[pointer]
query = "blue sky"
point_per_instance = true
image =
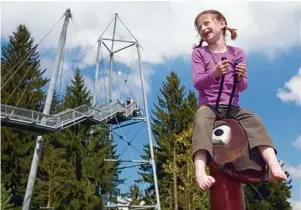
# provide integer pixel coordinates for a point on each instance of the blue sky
(273, 58)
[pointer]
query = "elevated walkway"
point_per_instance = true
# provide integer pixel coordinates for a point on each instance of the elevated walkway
(38, 122)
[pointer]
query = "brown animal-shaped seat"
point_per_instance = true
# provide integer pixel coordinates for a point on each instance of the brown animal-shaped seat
(232, 156)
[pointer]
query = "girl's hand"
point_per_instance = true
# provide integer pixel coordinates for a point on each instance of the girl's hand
(241, 71)
(221, 69)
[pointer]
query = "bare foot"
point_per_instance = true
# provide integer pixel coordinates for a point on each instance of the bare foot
(276, 173)
(205, 182)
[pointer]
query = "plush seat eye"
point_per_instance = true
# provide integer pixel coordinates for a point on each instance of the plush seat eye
(221, 134)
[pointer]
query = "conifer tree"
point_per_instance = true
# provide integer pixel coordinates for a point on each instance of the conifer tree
(268, 195)
(86, 148)
(172, 115)
(22, 86)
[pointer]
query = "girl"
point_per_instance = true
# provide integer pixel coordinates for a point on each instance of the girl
(207, 69)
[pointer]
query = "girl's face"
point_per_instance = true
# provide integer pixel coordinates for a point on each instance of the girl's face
(209, 28)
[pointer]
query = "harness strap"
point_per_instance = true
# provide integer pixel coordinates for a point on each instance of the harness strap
(232, 92)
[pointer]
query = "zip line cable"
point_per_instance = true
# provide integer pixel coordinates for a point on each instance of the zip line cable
(26, 57)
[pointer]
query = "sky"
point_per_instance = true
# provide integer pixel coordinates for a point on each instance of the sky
(268, 32)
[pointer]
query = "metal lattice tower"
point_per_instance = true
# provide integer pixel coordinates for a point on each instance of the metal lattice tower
(112, 113)
(146, 117)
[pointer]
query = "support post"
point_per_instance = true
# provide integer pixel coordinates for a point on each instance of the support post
(148, 129)
(97, 70)
(226, 194)
(111, 62)
(47, 106)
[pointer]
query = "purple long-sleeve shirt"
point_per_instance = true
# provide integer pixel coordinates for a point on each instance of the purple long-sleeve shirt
(203, 64)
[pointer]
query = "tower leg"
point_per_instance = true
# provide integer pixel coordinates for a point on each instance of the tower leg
- - -
§ **Your task**: Transcribe the listing exactly; skip the pictures.

§ **Answer section**:
[pointer]
query = "blue sky"
point_per_instance = true
image =
# provide integer pixel coordinates for a point on each instance of the blue sky
(273, 58)
[pointer]
query = "elevated walkway"
point_per_instance = true
# provide integer pixel coordinates for a point on each instance of the elevated walkway
(38, 122)
[pointer]
query = "brown animal-shaped seat"
point_per_instance = true
# provide integer pixel coordinates for a point on each instance of the brown animal-shaped seat
(232, 156)
[pointer]
query = "girl's hand"
point_per_instance = true
# provide integer pixel coordinates for a point on each instance of the girl's hand
(241, 71)
(221, 69)
[pointer]
query = "bare foot"
point_per_instance = true
# provide integer pixel coordinates for a point on each instance of the bare foot
(276, 173)
(205, 182)
[pointer]
query = "plush seat eye"
point_per_instance = true
# provide integer pixel coordinates for a point on each instance of the plush seat eye
(221, 134)
[pointer]
query = "conifer tree"
point_per_instance = true
# provide integer pixel coordinates for a point on each instance of the conifer tree
(268, 195)
(86, 148)
(172, 115)
(22, 86)
[pointer]
query = "girl"
point_per_instance = true
# provide integer pixel coordinates for a point on each instance of the girl
(207, 69)
[pointer]
query = "girl's face"
point_per_instance = true
# provide integer pixel coordinates for a point on each instance of the girl's face
(209, 28)
[pointer]
query = "harness strap"
point_per_instance = true
# provide integer pixel coordinates for a point on each instance of the harness strap
(232, 92)
[pointer]
query = "zip line cable"
point_per_instance = true
# provide integer pixel coordinates for a point on each instance of the zip line cable
(26, 57)
[pointer]
query = "sky"
point_per_instance = true
# provide integer pixel coordinates for a point on each instance of the sky
(268, 32)
[pointer]
query = "metal lattice tower"
point_per_instance = true
# provide integer pixel coordinates for a point on each instance of the metal lattice tower
(112, 113)
(146, 117)
[pointer]
query = "support post"
point_per_instance = true
# provide integer pixel coordinates for a point on each instance of the support post
(148, 129)
(97, 70)
(226, 194)
(111, 62)
(47, 106)
[pointer]
query = "purple long-sleeve shirt"
point_per_instance = true
# provide integer pixel coordinates for a point on each instance of the purple long-sleeve shirt
(203, 64)
[pointer]
query = "tower leg"
point_per_instance = true
# provide integer pixel coordinates for a point on each instance of the tower leg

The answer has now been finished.